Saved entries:
===============
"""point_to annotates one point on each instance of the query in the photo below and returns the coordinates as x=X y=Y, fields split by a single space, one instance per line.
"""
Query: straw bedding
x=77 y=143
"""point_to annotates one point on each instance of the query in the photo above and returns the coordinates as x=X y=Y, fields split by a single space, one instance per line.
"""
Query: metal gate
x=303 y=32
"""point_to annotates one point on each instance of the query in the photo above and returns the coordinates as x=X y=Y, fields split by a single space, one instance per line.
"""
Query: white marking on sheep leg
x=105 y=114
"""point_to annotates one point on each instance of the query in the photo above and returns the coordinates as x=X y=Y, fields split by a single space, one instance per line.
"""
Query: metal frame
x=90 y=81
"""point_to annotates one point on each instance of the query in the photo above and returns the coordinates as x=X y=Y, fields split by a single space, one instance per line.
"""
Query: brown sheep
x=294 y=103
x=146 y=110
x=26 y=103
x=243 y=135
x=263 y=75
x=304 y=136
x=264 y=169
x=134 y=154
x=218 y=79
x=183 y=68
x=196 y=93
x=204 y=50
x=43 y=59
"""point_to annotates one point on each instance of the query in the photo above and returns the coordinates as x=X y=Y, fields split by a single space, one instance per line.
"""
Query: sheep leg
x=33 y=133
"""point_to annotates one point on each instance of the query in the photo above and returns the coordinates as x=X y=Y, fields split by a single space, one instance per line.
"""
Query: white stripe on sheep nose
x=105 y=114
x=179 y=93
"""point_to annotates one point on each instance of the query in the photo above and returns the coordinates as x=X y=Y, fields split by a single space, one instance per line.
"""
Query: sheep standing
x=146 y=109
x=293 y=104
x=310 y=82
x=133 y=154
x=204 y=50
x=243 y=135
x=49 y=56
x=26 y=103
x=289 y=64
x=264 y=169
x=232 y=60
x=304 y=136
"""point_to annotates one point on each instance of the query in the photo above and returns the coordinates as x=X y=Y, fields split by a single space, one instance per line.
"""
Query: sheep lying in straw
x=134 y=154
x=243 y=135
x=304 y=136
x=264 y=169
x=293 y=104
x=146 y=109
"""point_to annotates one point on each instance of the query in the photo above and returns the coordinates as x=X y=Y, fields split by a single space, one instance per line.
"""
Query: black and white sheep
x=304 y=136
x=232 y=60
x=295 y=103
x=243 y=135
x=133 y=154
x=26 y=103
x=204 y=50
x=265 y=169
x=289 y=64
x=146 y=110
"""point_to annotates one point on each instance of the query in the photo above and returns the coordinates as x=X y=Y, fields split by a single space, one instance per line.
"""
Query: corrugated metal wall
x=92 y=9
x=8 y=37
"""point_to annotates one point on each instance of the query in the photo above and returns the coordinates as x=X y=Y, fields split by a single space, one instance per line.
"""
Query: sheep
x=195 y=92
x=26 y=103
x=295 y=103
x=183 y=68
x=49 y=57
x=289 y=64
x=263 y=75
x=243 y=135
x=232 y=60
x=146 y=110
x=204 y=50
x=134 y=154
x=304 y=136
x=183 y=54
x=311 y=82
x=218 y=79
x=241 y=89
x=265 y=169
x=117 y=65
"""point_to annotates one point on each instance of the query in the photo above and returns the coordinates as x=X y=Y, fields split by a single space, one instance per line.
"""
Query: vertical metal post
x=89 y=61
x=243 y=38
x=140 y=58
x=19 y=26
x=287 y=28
===============
Copy out every record above once more, precisely as written.

"""point_to annotates one point on each instance of the query in the photo below and returns the coordinates as x=X y=Y, fields split by a single space, one instance per line.
"""
Query: straw bedding
x=77 y=143
"""point_to annotates one point on each instance of the query in the photo above and returns the coordinates as x=X y=Y, fields split by a single space, one instance per line.
"""
Query: metal gate
x=303 y=32
"""point_to annotates one point on each instance of the query in the photo above and returns the coordinates as x=X y=Y, fields split by a single space, one instance per line.
"""
Query: white marking on sheep leg
x=105 y=114
"""point_to annotates one point on each instance of the query in the photo above and returns the coordinates as x=X y=Y, fields split by a single space, one instance per line.
"""
Query: metal frame
x=90 y=81
"""point_to annotates one point on each instance of the query in the photo above and returns the coordinates as x=X y=Y, fields split by a single space, one instance per line.
"""
Query: brown sheep
x=294 y=103
x=146 y=110
x=26 y=103
x=243 y=135
x=263 y=75
x=304 y=136
x=264 y=169
x=134 y=154
x=218 y=79
x=183 y=68
x=196 y=93
x=204 y=50
x=43 y=59
"""point_to annotates one point on each instance of the query in the photo above and returns the coordinates as x=X y=Y, fields split by a single space, one instance per line.
"""
Query: sheep leg
x=33 y=133
"""point_to annotates one point on each instance of the query in the photo above and returns the coordinates as x=X y=Y, fields split by a single space, one instance per line.
"""
Query: white stripe on sheep nose
x=105 y=114
x=179 y=93
"""point_to annotates one point on each instance of the query in the photo above and returns the coordinates as x=X y=Y, fields split by a single space, one instance per line.
"""
Query: sheep standing
x=146 y=109
x=293 y=104
x=310 y=82
x=133 y=154
x=204 y=50
x=243 y=135
x=49 y=56
x=26 y=103
x=289 y=64
x=264 y=169
x=232 y=60
x=304 y=136
"""point_to annotates one point on each instance of the query in the photo above and returns the coordinates as x=X y=Y, fields split by a single space, one instance per line.
"""
Query: sheep lying in straw
x=134 y=154
x=243 y=135
x=304 y=136
x=264 y=169
x=293 y=104
x=146 y=109
"""point_to annotates one point on each instance of the query in the photo above and returns the coordinates as x=X y=Y, fields split by a single space, one instance per line.
"""
Query: black and white sheep
x=304 y=136
x=232 y=60
x=295 y=103
x=243 y=135
x=133 y=154
x=26 y=103
x=204 y=50
x=265 y=169
x=289 y=64
x=146 y=110
"""point_to annotates one point on each instance of the query in the photo above and returns the coordinates as x=X y=Y, fields split by a single space, one instance per line.
"""
Query: corrugated metal wall
x=92 y=9
x=8 y=37
"""point_to annotates one point on each instance of the query in the photo above and returns the coordinates as x=X y=Y, fields split by a single space, one instance per line.
"""
Query: sheep
x=195 y=92
x=26 y=103
x=295 y=103
x=183 y=68
x=49 y=57
x=289 y=64
x=263 y=75
x=243 y=135
x=232 y=60
x=146 y=110
x=204 y=50
x=134 y=154
x=304 y=136
x=183 y=54
x=311 y=82
x=218 y=79
x=241 y=89
x=265 y=169
x=117 y=65
"""point_to annotates one point on each instance of the query in the photo above and returns the coordinates as x=X y=Y, fields split by a single space, one instance per line.
"""
Query: vertical metal post
x=89 y=61
x=243 y=38
x=140 y=58
x=19 y=26
x=287 y=28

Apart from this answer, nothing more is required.